# Trecho do documento
►
Sabesp privatizada: mais receita, demissões, vazamentos e desafios na universalização um ano após venda
Passado um ano desde a privatização da Sabesp, concluída em 23 de julho de 2024, a maior empresa de saneamento do Brasil vive um período de transformações, marcado por aumento na receita, reduções no quadro de funcionários e questionamentos sobre a qualidade dos serviços. O processo de desestatização, que gerou debates e críticas, especialmente de representações trabalhistas, agora mostra seus primeiros resultados.
A companhia afirma que seu foco está em um ambicioso plano de investimentos de aproximadamente R$ 70 bilhões até 2029, visando antecipar em quatro anos a universalização dos serviços de água e esgoto. Desde a privatização, a Sabesp já investiu R$ 10,6 bilhões.
O caminho para a privatização começou em 2021, logo após a aprovação do Marco do Saneamento, que alterou o modelo de contratos da empresa com os municípios. Embora a Sabesp já tivesse ações na bolsa, 50,3% delas pertenciam ao governo estadual. A adesão da cidade de São Paulo ao novo modelo, aprovada pela Câmara dos Vereadores em 2023, foi crucial, já que a capital paulista representa cerca de 50% dos negócios da empresa e sua participação era fundamental para atrair a iniciativa privada.
◄
# Tarefa A
Liste todos os anos citados no texto sobre a privatização da Sabesp, na ordem em que aparecem.
# Tarefa B
Responda com base no texto sobre a privatização da Sabesp:
(i) Em que data foi concluída a privatização?
(ii) Qual percentual das ações da Sabesp pertencia ao governo estadual?
(iii) Quanto a empresa já investiu desde a privatização?

# Itens
►
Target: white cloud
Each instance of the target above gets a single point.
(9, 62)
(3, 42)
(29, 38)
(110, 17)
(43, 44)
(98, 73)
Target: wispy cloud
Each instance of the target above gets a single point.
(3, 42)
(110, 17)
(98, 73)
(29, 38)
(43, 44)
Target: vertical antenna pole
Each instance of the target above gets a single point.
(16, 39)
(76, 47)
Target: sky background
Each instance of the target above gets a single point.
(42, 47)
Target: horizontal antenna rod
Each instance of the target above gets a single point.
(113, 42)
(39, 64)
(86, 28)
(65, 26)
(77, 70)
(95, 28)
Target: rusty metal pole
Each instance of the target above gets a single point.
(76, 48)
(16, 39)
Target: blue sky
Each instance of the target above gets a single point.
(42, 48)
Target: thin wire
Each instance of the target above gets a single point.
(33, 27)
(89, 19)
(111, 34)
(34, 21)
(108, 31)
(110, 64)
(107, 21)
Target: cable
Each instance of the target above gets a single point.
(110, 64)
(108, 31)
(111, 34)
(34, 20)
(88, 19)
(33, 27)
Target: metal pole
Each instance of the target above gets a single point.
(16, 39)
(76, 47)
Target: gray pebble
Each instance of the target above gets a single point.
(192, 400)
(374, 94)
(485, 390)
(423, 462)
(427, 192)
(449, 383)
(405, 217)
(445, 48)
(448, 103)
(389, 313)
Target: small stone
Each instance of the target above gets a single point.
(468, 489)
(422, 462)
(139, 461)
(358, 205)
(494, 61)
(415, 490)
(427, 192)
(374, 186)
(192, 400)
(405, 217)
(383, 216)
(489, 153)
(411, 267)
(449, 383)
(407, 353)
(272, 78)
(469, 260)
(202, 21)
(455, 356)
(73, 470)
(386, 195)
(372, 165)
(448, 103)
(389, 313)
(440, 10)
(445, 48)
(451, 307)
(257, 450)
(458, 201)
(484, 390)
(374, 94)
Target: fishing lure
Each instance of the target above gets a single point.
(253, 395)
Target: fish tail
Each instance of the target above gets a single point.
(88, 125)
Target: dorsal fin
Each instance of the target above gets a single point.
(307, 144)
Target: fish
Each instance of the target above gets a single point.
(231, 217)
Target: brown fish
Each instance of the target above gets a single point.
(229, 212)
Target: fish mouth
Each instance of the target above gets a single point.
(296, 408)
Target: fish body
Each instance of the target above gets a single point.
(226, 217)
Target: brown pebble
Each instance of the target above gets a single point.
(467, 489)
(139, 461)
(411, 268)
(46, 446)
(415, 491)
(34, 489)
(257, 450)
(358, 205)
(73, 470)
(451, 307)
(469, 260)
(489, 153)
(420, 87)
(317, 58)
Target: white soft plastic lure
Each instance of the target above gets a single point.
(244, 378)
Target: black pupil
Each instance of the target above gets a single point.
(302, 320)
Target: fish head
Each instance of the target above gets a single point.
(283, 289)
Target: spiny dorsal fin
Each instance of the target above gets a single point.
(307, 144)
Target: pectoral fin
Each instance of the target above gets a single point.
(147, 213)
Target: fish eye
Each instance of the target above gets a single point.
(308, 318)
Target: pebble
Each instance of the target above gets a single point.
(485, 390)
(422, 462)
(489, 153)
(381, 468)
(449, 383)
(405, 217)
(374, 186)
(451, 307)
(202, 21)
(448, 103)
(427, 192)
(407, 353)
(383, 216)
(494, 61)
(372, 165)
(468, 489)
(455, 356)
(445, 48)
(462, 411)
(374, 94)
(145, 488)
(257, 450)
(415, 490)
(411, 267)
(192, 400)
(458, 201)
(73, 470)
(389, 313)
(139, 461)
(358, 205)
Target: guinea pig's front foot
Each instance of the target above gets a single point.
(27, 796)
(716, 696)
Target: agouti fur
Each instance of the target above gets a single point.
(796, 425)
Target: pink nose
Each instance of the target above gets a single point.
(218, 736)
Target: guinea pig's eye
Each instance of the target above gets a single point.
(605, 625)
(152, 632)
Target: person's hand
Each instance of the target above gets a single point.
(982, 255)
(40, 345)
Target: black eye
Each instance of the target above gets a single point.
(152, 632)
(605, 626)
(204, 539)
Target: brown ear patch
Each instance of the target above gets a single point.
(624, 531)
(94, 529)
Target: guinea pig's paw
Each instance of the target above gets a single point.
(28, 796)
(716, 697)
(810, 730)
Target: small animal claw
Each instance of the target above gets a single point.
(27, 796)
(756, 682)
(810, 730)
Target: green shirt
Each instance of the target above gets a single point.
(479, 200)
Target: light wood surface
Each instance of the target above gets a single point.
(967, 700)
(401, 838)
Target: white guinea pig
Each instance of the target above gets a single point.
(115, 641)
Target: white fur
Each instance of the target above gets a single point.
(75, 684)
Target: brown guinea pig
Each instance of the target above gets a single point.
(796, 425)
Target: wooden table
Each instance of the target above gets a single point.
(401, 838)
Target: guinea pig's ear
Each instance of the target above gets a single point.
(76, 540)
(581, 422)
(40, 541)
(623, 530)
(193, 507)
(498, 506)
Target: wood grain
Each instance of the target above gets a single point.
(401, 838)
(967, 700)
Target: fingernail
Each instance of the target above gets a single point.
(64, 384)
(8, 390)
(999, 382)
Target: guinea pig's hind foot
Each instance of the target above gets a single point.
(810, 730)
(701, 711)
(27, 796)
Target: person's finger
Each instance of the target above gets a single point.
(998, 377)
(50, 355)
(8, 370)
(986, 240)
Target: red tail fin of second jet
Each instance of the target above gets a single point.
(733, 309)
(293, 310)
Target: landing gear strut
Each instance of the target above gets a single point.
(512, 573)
◄
# Resposta completa A
2024
2029
2021
2023

# Resposta completa B
(i) Em 23 de julho de 2024.
(ii) 50,3%.
(iii) R$ 10,6 bilhões.